[A block of data]

------------------------------------------------------------

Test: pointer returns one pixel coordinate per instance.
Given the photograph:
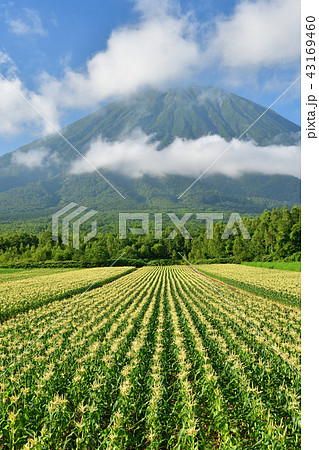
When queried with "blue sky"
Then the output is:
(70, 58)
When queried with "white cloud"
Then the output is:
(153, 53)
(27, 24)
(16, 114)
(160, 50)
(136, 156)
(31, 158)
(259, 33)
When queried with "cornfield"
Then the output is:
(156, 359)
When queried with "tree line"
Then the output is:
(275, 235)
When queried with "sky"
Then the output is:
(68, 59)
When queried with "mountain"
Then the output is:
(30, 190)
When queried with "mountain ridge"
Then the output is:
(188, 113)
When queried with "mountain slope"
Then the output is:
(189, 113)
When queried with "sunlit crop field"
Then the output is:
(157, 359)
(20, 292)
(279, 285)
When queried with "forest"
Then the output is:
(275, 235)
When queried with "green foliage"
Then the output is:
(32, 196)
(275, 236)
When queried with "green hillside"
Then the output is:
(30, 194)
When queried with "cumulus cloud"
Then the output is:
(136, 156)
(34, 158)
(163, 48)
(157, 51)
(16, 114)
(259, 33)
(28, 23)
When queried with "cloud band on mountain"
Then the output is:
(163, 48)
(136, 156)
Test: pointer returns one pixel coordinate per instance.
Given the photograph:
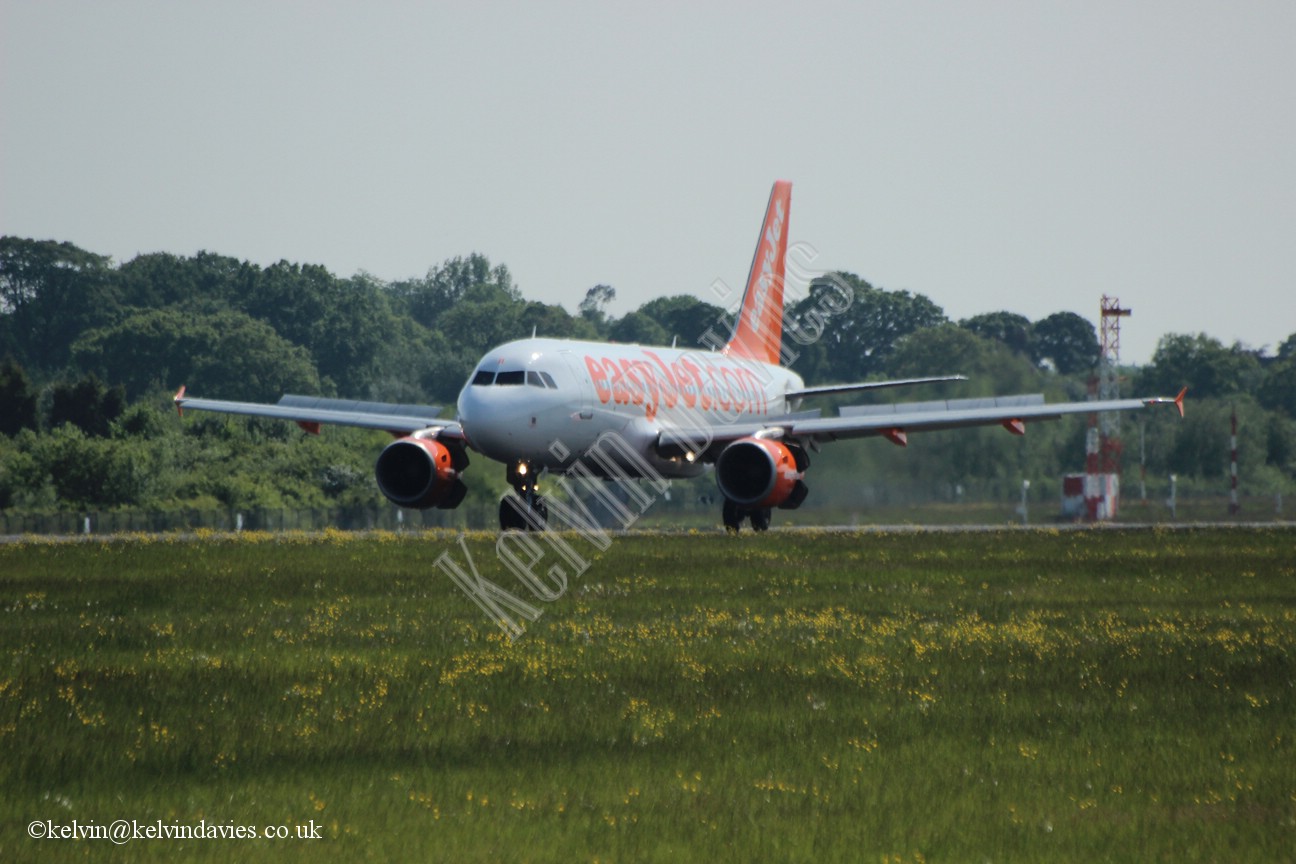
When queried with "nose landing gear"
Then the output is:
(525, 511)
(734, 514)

------------------------------------------------------------

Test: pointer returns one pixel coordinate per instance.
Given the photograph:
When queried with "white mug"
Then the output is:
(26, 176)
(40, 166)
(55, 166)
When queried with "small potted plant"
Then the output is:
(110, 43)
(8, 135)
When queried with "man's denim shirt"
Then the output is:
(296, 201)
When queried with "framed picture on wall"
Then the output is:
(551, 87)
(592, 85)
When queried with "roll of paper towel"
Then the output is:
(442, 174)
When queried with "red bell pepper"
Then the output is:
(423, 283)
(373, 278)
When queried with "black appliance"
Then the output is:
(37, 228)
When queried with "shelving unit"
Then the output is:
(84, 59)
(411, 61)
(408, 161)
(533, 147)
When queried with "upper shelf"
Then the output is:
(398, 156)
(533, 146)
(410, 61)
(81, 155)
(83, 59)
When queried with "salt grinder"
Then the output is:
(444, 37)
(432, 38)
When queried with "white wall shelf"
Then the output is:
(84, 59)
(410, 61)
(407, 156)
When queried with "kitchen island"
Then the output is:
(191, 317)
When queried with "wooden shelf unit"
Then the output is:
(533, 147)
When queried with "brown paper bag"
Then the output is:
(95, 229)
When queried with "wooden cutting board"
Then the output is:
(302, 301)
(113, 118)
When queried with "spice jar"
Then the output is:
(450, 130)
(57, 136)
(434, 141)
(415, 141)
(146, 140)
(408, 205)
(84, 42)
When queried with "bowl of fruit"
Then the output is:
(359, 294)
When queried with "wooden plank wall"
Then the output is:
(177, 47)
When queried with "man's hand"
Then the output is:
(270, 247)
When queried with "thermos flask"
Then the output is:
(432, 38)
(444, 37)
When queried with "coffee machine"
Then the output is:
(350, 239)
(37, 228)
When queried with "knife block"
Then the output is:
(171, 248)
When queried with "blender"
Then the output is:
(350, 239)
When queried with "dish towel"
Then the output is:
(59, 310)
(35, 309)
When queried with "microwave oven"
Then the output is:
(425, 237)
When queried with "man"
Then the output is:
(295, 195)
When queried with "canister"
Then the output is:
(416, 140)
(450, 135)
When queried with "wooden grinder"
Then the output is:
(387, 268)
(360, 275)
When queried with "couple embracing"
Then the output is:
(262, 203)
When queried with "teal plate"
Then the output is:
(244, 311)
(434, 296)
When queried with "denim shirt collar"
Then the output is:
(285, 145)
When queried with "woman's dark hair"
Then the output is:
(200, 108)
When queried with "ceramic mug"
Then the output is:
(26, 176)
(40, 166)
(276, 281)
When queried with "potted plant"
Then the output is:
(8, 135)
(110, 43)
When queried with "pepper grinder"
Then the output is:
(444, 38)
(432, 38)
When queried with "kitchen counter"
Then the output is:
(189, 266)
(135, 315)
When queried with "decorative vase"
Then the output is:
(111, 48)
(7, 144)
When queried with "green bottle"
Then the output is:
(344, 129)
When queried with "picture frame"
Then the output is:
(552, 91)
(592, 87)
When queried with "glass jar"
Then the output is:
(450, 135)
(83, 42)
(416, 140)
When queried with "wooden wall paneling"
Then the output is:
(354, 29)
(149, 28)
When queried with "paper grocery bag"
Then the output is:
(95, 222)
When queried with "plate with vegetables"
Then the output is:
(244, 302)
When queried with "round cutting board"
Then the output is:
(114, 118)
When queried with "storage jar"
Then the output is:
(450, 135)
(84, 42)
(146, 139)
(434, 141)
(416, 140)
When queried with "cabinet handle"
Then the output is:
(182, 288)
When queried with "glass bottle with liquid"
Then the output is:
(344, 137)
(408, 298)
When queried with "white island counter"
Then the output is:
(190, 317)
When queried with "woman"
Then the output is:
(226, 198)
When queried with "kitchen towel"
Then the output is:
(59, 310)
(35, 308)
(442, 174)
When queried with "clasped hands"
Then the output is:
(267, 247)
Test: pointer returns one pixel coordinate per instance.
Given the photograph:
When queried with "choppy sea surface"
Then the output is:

------------------------------------------------------------

- **EXERCISE DETAILS**
Which lines of the listing above contain the string "grinder"? Pick out each one and copy it, matching case exactly.

- **ANSWER TO THIS TASK**
When queried with "salt grinder"
When queried with "wooden grinder"
When queried with "pepper grinder"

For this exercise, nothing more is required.